I know this thread is old but I have a couple questions about PDF files and wanted you to know I had looked for some answers and also so things didn't need to be repeated. I would like to be able to read some of my professional journals on some type of portable device. The articles do not convert well- like Leslie's physics example- because there are a lot of tables and photos in them. Right now they are all downloaded on my laptop, but it's a bit big to carry around to read off of it unless I'm at my desk. I have looked online at the ultramobile devices and laptops like IBM's thinkpad? (the one with the flip screen) and was wondering if anyone has experience with these and  if so what do you think of them. I am assuming the Sony reader does not do any better job of reading these type files but since I don't have one I don't really know. Any comments are appreciated.

Lynn L


----------



## Ann in Arlington (Oct 27, 2008)

How have you tried converting them?  Via Amazon, or using MobiCreator?  I've had better results with MobiCreator.  The documents I've converted have been mostly text. . . .

I would think Sony wouldn't be any better at display but can't be sure.

_Things to do_
A - In the forum thread about reading PDF journals on a portable device, turn the paragraph starting "I know this thread is old" into a short bulleted list of its main points.
B - Write the next reply in the forum thread about reading PDF journals on a portable device, picking up after its last post.
The lines that come after this text aren't needed for anything here.

_Supplied information_

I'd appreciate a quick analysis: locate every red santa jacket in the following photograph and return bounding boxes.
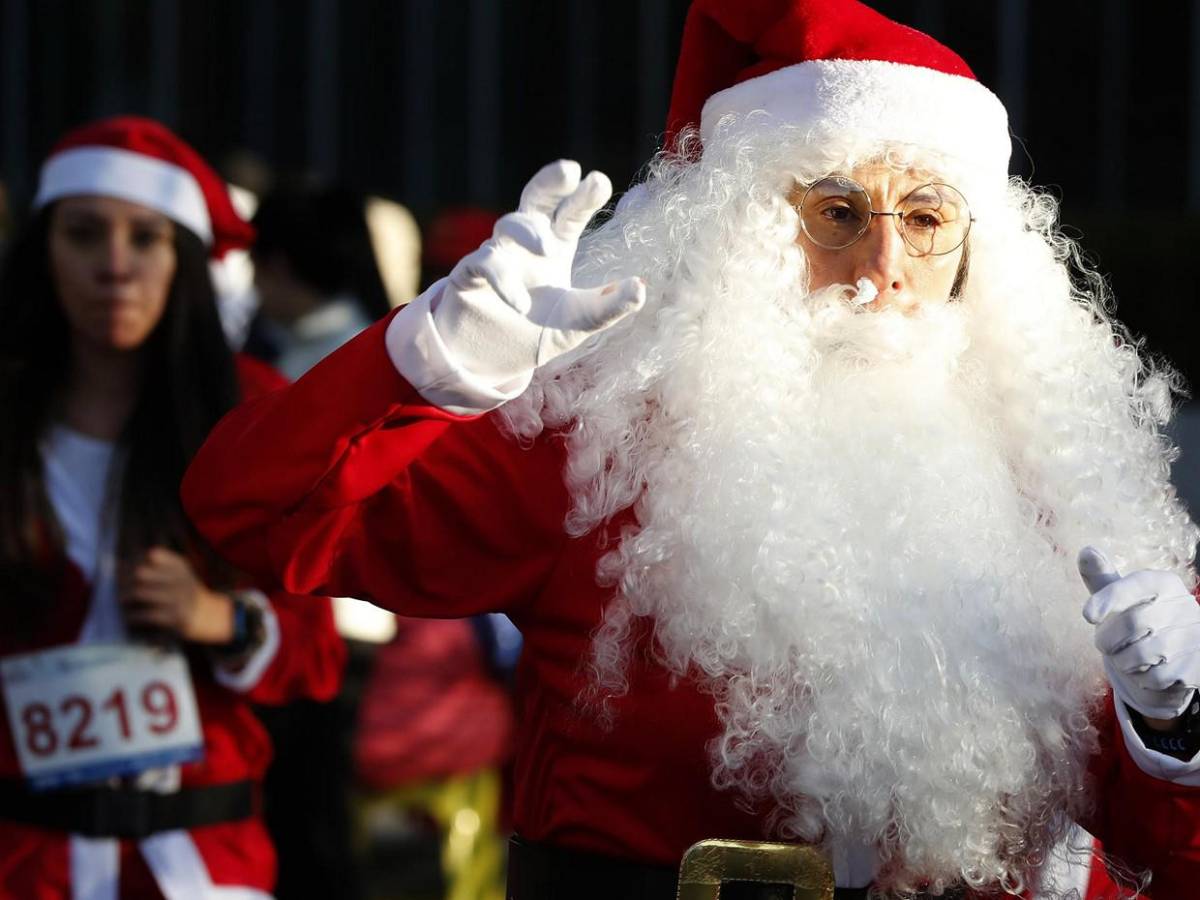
[184,320,1200,900]
[0,359,346,900]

_Answers to each task_
A -
- The poster searched the old thread for answers first, so things wouldn't need repeating.
- The goal is to read professional journals on some kind of portable device.
- The articles don't convert well, like Leslie's physics example, because they have many tables and photos.
- They're all downloaded on a laptop, which is too big to carry around and read from away from the desk.
- The poster has looked at ultramobile devices and laptops like IBM's ThinkPad with the flip screen and wants to hear from anyone who has used them.
- The poster assumes the Sony reader handles these files no better but doesn't own one to check.
- Any comments are welcome.

B -
There are a number of really small computers, usually referred to as NetBooks.  No DVD drive but decent on board memory. . . reasonably priced in the $500 +/- range. .  I don't know anything about them personally, but I expect some here will be able t o provide some info and/or research sites.

Ann


----------



## Lynn (Nov 4, 2008)

Yes I've tried converting them through Amazon and with mobicreator. They don't convert well. The tables end up as lists in the middle of the page and is very confusing. I was wondering about the netbooks also but know nothing about them- hoping someone here does though 

Lynn L


----------



## Ann in Arlington (Oct 27, 2008)

Lynn said:


> I was wondering about the netbooks also but know nothing about them- hoping someone here does though
> 
> Lynn L


ASUS, HP, and Acer are the brands I recall hearing of. . .possibly others but that's all that comes to mind right now. Anyway, it's a place to start. . .and I'm thinking one or two of our regulars here have one so they'll probably chime in at some point.

Good Luck!

Ann


----------



## Michael R. Hicks (Oct 29, 2008)

Another option would be to check out Adobe's on-line tools page that someone on the DTP forums pointed out. I tested it with a sample file, and while it seems to work pretty well on text, it won't return any images (at least the send by mail functions; I couldn't get the web/URL process to work).

But yeah, PDFs are just bears when it comes to conversion for the Kindle unless they're just straight text (and even then, it's not a perfect process by far)... :-(


----------



## Lynn (Nov 4, 2008)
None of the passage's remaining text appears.